#### WHAT YOU ARE ASKED TO DO
Arrange the stretch of the data from the line containing "tag=stainless steel sink" through the line containing "top-left (183, 82), bottom-right (381, 214)", both included, as a numbered list with blank lines omitted. Leave the picture markers out of the list.

▬▬▬▬▬▬

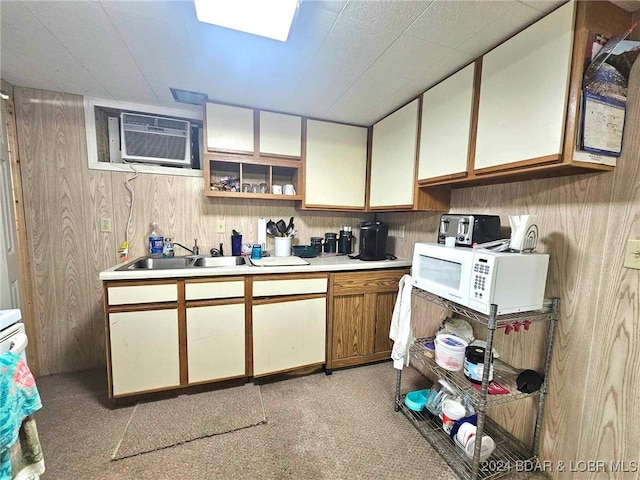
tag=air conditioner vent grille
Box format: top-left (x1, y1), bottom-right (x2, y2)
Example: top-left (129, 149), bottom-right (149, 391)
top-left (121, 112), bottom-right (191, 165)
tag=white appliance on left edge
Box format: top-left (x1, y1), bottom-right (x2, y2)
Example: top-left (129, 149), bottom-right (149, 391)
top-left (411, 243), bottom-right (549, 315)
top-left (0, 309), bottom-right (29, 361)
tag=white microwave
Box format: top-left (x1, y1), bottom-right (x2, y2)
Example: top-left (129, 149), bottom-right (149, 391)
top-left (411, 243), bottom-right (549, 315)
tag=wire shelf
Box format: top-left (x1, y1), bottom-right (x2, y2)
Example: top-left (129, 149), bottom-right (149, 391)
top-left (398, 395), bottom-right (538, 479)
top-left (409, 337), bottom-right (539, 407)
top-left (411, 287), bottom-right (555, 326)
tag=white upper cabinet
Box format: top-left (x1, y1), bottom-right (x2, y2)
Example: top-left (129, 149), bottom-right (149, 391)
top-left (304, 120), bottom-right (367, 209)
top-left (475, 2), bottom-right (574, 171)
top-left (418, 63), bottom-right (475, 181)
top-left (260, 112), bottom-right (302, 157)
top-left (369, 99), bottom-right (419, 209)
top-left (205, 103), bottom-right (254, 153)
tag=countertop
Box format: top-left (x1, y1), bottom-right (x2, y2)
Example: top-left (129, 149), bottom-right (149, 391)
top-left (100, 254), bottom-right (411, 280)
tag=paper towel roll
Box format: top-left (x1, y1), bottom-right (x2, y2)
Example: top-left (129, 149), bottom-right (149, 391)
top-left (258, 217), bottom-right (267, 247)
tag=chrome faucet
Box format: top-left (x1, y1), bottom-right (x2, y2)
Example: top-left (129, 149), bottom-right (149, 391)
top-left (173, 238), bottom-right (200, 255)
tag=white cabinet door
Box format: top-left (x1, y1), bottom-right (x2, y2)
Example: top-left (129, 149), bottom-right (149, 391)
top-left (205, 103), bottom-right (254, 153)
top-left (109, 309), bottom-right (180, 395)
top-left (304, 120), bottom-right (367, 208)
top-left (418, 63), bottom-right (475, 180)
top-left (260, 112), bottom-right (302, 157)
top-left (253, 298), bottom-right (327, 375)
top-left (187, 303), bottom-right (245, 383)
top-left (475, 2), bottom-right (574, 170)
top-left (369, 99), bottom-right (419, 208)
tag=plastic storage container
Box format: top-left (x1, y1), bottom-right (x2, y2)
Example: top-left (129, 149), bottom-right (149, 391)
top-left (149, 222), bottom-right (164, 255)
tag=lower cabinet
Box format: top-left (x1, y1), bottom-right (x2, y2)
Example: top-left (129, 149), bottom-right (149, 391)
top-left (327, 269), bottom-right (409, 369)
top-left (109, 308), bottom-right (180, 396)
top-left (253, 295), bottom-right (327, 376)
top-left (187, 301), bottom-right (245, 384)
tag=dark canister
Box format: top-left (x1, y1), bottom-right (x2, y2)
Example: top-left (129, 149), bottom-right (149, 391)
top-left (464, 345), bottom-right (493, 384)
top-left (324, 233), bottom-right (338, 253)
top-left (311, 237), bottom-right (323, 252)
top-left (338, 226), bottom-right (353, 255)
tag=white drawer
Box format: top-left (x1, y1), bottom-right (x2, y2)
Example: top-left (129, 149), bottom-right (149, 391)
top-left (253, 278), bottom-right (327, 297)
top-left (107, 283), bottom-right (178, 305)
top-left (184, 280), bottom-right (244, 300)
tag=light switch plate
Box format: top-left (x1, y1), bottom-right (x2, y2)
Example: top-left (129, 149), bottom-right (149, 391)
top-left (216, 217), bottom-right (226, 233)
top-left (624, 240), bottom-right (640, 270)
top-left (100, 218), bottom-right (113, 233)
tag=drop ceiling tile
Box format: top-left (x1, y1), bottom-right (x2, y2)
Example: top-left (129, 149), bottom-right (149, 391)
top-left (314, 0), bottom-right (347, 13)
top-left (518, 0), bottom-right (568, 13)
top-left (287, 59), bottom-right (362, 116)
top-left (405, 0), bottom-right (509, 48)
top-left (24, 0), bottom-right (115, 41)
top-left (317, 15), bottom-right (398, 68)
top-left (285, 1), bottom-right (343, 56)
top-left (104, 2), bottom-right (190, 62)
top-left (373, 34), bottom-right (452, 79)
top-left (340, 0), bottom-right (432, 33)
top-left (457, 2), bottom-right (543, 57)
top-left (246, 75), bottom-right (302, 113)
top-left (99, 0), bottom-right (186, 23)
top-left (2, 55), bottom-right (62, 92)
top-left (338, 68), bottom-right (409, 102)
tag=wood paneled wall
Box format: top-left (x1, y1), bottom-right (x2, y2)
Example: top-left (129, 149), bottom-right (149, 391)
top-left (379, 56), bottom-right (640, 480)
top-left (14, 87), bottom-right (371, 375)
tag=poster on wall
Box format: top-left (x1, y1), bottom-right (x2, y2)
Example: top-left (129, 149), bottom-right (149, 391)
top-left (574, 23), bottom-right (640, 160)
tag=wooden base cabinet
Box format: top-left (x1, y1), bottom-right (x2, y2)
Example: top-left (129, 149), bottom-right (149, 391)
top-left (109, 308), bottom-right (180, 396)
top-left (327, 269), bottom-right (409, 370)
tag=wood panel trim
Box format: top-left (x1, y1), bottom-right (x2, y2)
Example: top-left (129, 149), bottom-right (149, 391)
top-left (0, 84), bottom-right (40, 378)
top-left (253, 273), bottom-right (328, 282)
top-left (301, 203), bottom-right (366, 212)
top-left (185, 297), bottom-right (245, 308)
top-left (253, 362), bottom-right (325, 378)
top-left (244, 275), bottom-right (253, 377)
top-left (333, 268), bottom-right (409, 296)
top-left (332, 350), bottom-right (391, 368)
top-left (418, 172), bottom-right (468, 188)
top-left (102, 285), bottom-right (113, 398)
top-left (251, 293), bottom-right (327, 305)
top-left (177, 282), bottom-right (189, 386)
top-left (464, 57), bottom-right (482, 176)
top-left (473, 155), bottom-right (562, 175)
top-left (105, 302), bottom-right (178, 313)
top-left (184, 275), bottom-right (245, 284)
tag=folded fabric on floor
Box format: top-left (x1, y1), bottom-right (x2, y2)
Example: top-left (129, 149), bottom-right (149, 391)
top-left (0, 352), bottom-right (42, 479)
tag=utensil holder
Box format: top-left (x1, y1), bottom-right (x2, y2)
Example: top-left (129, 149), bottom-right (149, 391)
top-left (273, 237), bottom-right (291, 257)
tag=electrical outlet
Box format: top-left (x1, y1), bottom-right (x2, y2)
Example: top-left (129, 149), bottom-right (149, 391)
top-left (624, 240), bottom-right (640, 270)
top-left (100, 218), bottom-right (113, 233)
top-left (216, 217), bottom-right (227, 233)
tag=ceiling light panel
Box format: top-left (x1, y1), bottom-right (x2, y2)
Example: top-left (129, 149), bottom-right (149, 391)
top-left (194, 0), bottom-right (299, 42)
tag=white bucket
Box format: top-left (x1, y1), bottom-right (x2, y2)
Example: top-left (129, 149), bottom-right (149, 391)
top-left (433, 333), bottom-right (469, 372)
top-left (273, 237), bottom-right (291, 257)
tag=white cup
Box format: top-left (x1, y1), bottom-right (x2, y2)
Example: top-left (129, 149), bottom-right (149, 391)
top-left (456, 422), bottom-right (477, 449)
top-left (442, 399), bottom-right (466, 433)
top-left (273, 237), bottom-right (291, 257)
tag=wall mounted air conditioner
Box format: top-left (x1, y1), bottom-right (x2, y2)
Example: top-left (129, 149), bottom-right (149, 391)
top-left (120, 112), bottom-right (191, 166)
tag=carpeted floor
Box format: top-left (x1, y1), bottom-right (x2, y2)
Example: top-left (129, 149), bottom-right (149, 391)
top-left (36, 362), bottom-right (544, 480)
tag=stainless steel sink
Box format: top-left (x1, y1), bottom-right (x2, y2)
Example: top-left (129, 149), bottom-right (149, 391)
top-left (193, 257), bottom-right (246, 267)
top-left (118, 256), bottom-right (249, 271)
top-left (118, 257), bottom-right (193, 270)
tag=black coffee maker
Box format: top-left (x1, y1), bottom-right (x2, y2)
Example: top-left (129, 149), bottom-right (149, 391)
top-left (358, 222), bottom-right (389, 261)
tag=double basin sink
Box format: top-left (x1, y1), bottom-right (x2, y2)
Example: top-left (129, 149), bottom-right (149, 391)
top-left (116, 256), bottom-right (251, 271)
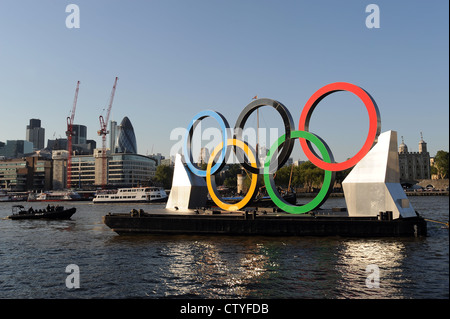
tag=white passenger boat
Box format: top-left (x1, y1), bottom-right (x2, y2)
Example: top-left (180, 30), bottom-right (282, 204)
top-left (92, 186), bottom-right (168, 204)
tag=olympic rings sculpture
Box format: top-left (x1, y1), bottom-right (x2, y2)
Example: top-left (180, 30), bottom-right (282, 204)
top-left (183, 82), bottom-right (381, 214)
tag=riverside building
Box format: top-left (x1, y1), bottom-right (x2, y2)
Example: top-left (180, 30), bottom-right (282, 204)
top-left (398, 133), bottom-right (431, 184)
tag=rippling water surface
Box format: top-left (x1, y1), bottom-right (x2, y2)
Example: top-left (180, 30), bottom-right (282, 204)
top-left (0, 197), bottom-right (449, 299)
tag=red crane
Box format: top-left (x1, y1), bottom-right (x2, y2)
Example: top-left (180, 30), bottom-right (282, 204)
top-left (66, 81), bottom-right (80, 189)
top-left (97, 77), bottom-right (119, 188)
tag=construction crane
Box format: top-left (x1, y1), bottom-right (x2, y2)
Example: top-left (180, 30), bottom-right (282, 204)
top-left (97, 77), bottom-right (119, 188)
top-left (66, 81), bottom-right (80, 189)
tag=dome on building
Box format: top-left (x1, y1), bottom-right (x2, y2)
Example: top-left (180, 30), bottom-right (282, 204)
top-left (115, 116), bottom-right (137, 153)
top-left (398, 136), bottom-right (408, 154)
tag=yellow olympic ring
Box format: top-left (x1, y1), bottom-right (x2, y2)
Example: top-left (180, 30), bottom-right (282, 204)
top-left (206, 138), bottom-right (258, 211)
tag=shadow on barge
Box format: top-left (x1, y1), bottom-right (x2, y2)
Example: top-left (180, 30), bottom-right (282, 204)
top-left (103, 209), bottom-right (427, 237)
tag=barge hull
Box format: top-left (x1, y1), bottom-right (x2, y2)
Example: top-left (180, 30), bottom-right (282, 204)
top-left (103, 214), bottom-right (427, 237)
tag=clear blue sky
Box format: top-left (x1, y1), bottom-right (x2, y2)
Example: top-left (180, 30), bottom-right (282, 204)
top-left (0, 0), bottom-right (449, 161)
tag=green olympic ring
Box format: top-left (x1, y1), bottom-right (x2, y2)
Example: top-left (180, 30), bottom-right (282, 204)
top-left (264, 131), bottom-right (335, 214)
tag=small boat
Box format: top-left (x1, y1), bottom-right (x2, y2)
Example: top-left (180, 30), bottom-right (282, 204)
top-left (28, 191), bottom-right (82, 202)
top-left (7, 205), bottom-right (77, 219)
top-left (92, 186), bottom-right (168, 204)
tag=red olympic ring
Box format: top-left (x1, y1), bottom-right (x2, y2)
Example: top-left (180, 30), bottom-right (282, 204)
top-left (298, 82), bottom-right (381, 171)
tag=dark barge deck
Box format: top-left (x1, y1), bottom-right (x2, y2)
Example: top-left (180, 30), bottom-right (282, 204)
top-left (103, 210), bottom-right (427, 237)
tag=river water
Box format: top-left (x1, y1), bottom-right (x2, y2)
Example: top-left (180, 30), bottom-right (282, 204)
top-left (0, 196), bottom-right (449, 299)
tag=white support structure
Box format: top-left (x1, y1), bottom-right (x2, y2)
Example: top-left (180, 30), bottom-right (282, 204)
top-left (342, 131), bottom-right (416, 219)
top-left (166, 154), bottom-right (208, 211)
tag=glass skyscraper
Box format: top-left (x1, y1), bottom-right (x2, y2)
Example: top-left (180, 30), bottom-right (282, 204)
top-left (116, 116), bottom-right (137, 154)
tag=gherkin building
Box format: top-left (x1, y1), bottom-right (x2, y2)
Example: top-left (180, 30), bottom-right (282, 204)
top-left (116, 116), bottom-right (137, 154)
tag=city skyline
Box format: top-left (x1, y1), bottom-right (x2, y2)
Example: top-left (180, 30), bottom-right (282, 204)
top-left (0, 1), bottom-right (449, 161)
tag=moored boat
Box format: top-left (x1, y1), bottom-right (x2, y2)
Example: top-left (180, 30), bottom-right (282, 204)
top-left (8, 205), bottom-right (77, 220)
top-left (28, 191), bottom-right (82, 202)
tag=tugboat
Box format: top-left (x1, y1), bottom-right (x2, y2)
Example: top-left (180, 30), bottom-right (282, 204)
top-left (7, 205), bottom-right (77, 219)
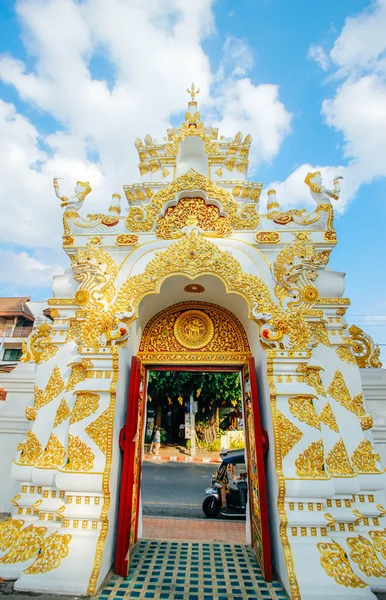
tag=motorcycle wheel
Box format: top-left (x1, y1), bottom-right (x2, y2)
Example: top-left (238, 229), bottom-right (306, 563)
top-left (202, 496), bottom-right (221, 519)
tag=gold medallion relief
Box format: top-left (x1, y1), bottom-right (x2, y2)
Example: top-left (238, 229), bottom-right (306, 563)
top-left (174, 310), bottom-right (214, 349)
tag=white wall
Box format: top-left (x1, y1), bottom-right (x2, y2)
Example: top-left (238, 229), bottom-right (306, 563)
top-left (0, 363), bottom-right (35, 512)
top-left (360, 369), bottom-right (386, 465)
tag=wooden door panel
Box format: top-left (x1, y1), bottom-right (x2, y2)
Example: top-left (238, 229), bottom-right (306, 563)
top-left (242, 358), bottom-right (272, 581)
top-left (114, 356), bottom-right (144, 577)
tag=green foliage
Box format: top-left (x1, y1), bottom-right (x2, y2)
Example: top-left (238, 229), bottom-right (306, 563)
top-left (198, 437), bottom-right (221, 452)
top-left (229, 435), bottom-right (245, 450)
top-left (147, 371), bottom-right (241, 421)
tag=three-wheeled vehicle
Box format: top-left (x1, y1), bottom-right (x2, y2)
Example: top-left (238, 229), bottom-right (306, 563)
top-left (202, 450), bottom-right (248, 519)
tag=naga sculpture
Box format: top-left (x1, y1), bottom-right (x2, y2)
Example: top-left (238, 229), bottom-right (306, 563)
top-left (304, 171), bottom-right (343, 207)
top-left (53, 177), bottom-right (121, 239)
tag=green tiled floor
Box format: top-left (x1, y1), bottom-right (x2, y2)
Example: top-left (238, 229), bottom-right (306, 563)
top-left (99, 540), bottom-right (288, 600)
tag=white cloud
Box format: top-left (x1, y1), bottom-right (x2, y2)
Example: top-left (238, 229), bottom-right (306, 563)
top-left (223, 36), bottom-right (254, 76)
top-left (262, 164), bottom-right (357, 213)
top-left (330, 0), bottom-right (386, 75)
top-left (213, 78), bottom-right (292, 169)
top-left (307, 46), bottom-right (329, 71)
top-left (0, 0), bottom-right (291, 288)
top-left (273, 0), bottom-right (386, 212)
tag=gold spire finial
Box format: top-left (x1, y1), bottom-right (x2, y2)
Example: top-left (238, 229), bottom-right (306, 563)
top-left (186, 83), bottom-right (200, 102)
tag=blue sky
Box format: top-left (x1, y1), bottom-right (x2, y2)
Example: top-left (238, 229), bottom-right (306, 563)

▬▬▬▬▬▬

#### SOLUTION
1. tag=stainless steel sink
2. Box format: top-left (x1, y1), bottom-right (x2, y2)
3. Example: top-left (129, 149), bottom-right (149, 391)
4. top-left (193, 257), bottom-right (246, 267)
5. top-left (118, 256), bottom-right (249, 271)
6. top-left (118, 257), bottom-right (193, 270)
7. tag=black coffee maker
8. Box format: top-left (x1, y1), bottom-right (x2, y2)
9. Example: top-left (129, 149), bottom-right (149, 391)
10. top-left (358, 222), bottom-right (389, 261)
11. tag=double basin sink
12. Box format: top-left (x1, y1), bottom-right (x2, y2)
13. Example: top-left (129, 149), bottom-right (149, 391)
14. top-left (116, 256), bottom-right (251, 271)
15. tag=white passenger boat
16. Box format: top-left (x1, y1), bottom-right (x2, y2)
17. Example: top-left (180, 30), bottom-right (282, 204)
18. top-left (92, 186), bottom-right (168, 204)
19. tag=olympic rings sculpture
20. Box format: top-left (x1, y1), bottom-right (x2, y2)
21. Example: top-left (180, 30), bottom-right (282, 204)
22. top-left (183, 82), bottom-right (381, 214)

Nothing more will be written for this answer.